Your instructions:
Return the whole listing unchanged. Drop the images.

Entries supplied:
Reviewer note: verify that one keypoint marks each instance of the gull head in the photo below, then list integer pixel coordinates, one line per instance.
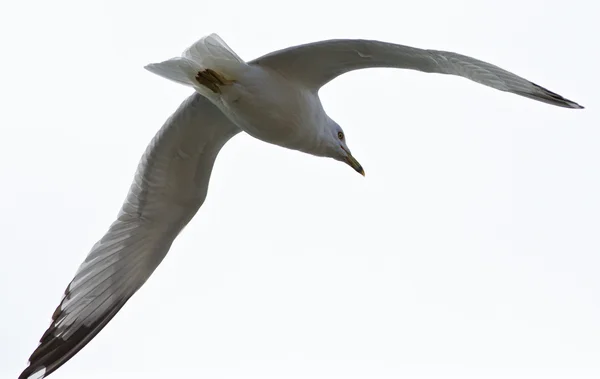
(336, 147)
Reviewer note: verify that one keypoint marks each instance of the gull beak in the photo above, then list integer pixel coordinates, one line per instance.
(354, 164)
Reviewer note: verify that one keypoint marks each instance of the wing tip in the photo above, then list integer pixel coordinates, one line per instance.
(33, 372)
(556, 99)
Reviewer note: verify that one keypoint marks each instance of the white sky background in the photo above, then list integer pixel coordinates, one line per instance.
(470, 250)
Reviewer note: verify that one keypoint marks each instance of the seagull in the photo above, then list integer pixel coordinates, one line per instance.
(273, 98)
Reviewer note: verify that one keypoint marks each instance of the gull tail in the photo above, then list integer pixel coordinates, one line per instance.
(207, 66)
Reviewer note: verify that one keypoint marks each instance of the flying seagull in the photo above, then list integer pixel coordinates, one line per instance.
(273, 98)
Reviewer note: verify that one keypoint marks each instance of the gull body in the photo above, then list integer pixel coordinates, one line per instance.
(273, 98)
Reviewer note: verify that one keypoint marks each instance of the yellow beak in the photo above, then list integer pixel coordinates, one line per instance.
(352, 162)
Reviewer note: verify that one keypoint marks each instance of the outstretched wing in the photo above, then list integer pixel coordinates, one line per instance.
(315, 64)
(169, 187)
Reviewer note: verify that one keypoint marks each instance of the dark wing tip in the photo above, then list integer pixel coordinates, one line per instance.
(553, 98)
(54, 351)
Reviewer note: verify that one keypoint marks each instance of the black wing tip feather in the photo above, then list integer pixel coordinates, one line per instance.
(553, 98)
(53, 351)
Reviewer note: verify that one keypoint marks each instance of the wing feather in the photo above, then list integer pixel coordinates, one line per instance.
(315, 64)
(168, 188)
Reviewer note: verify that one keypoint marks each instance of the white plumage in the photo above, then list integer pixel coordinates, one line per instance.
(274, 98)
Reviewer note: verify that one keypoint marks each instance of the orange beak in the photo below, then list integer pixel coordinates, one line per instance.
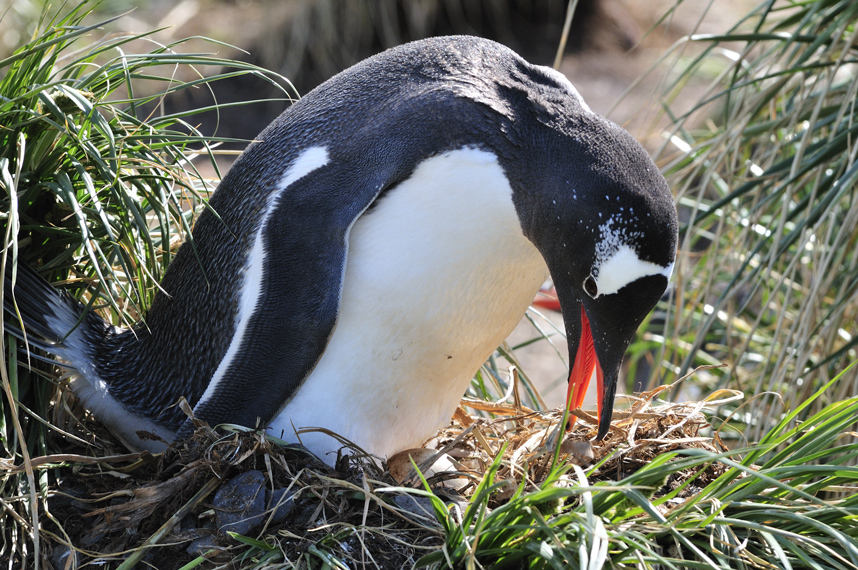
(582, 372)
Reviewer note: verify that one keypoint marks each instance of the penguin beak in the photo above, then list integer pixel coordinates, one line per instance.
(584, 364)
(584, 359)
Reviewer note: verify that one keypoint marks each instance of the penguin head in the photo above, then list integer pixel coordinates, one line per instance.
(601, 214)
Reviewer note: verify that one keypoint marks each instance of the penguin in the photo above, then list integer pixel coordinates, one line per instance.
(372, 247)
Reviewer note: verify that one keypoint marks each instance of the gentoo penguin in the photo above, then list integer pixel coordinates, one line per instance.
(371, 248)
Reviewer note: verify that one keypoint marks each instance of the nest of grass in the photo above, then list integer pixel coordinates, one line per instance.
(161, 510)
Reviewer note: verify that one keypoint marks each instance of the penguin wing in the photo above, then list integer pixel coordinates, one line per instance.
(290, 289)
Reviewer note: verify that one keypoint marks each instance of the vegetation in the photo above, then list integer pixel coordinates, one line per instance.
(98, 185)
(765, 174)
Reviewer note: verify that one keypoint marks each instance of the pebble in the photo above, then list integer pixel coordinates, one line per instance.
(244, 502)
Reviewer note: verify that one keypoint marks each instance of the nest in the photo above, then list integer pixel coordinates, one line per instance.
(154, 509)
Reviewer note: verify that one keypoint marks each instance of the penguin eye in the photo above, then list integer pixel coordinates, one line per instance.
(590, 287)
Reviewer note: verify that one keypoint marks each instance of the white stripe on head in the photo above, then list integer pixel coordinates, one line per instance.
(254, 269)
(617, 263)
(624, 267)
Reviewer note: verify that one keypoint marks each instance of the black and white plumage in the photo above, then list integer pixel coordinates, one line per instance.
(372, 248)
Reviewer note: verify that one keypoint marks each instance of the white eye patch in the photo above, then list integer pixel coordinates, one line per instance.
(623, 267)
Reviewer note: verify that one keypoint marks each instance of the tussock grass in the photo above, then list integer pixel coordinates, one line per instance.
(97, 188)
(764, 169)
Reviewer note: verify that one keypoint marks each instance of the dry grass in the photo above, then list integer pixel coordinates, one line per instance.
(108, 506)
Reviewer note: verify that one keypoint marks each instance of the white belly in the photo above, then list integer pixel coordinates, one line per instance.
(421, 311)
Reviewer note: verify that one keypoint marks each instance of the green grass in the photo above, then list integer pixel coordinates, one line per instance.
(764, 171)
(98, 186)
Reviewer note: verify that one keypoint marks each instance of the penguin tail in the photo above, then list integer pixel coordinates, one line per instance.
(47, 319)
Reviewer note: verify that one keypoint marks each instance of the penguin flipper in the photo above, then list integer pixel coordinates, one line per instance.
(300, 255)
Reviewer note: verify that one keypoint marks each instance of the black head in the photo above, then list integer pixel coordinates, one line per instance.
(601, 214)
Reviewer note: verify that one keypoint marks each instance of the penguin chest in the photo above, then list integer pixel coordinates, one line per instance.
(438, 273)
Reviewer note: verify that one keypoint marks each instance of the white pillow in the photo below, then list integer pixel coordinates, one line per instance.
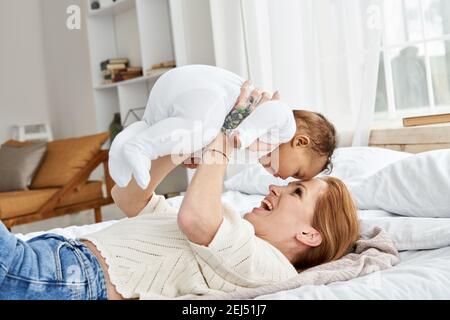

Answer section:
Reviewer note: verify that one keypoint marks each instance of the gull head in the photo below, then list integer pixel coordinates, one line per instance.
(336, 147)
Reviewer note: verify that one keypoint marks each instance of the gull beak in the photo above, then list integer pixel coordinates, one line per instance.
(354, 164)
Reviewer note: verify that one keypoint marks each instance of the wing tip in the photo above, then list integer pixel coordinates, one line per instance.
(33, 372)
(556, 99)
Reviewer note: verify that one keypoint marks each instance of the white sky background in the photo above, then list integer pixel coordinates, one line per instance.
(470, 250)
Reviewer note: verify that one keypoint marks each instance of the seagull in the photo above, then list integer pixel coordinates, one line per instance.
(273, 98)
Reviewer note: verify that one keypoint marks each instance of the gull tail in the photo above, then list integer pixel coordinates, one line per instance.
(207, 66)
Reviewer note: verify that one keypoint marks each instance of the flying seagull in the photo above, then list integer pixel coordinates, one line per instance.
(273, 98)
Reviewer note: verify that one keypoint marks each instance of the gull body in the photo above, then list integer pixel coordinates, one line per instance.
(273, 98)
Reviewer note: verify that one keypoint marks each instance of the yellow beak in the photo above, then list integer pixel coordinates, one line per instance.
(352, 162)
Reviewer note: verify that one keypoint marks each instance of the outstretched wing in the photo above, then list integer pixel coordinates, one line per instance.
(315, 64)
(169, 187)
Reviewer note: verify that one keypoint marks each instance of the dark wing tip in the photo above, then list integer pixel coordinates, one line per instance.
(553, 98)
(54, 351)
Reviewer note: verify that one keypoint marks each instance of the black wing tip feather in the photo above, then list integer pixel coordinates, one line per instance.
(553, 98)
(53, 351)
Reviewer note: verify that one keypoint marks each instance of the wing feather in the photo above, then list integer pixel coordinates, one line per instance.
(315, 64)
(168, 188)
Reviewer note: verify that one keypoint marks each instance of the white plumage in the photo above, then list integer pixel coordinates, one line per instance.
(274, 98)
Reviewer note: verify that one keypoint marks each instance of the orange beak in the photo below, then list integer pixel coordinates, one line per instance.
(582, 372)
Reviewer note: verify that one keypoint marks each instance of the penguin beak in the photo above, then list integer pixel coordinates, one line per instance.
(584, 364)
(584, 359)
Reviewer note: verify that one keypoint marks each instance of the penguin head in the photo above, then list integer pixel coordinates, one line per instance.
(601, 214)
Reviewer note: verify that one keypoint marks each instance of the penguin in the photo above, then list integer pixel coordinates, one line per instance.
(372, 247)
Reviewer note: verify that one keypoint marks each instance of the gentoo penguin in the photo above, then list integer pixel coordinates, one line per instance.
(371, 248)
Reviewer note: verify that one keypoint marks each instance of the nest of grass in the photo above, then list integer pixel coordinates, one line per instance.
(161, 510)
Reviewer note: verify that one keypoint marks each instance of the penguin wing in the photo above, then list integer pixel coordinates, one line per instance.
(290, 289)
Reviewer note: verify that one keypoint marks each instance of the vegetation in the photo above, then list integer pixel coordinates, one line per instance.
(98, 185)
(765, 174)
Reviewer note: verify that one keypoint marks each instance of the pebble in the photo above, then list integer pixel coordinates, one line per instance.
(244, 502)
Reviewer note: verify that one keypoint marks each instance of the nest in the photo above, then list integer pixel coordinates, one line per instance.
(154, 509)
Reviewer note: verify that one keypoint marks each instance of the penguin eye in the photo above, then list integer pixel coordinates, one line per instance.
(590, 287)
Reviewer note: verify that one keypoint marks each instance of the white stripe on head in the photo above, then list integer pixel coordinates, one line per instance.
(254, 269)
(617, 263)
(624, 267)
Reviewer note: verify that one keypoint marks each instance of the black and white plumage in the photo above, then list integer pixel coordinates, one line per instance.
(372, 248)
Reviewer note: verify that one keypoint marks each instance of the white eye patch in the photo above, then list integer pixel coordinates, one line per instance.
(623, 267)
Reviewer note: verify that one keypoint marks each instance of the tussock grass in the photo above, then list integer pixel coordinates, one line per instance.
(97, 188)
(764, 169)
Reviewer note: verify that one keypoint marks each instance of the dry grass in the photo above, then list integer pixel coordinates, one line per instance.
(108, 506)
Reviewer note: verify that one keypoint marks each instance of the white belly in the photo above, then list integer pixel coordinates, one line per instance.
(421, 311)
Reviewer note: verify that one keypoint marks each instance of the green grass in the photo above, then list integer pixel coordinates, one line per instance.
(764, 171)
(98, 186)
Reviewer note: verify that one keypoint marks each instance of the penguin tail in the photo above, then list integer pixel coordinates, one line per instance.
(47, 319)
Reviewer note: verify that one keypoint marks each instance of the penguin flipper in the photo above, then list integer pixel coordinates, one line per instance.
(300, 255)
Reviewer note: verify that one keypoint marks each instance of the black head in the photo above, then list integer pixel coordinates, one line per instance.
(601, 214)
Reviewer note: verify that one keypoint marks each instance of the penguin chest in the photo above, then list integer pixel coordinates, one line per instance.
(438, 273)
Reviewer note: verify that one keypoint marks each instance of the white pillow in the photo below, then list integer pixel coordinates, one line per instance.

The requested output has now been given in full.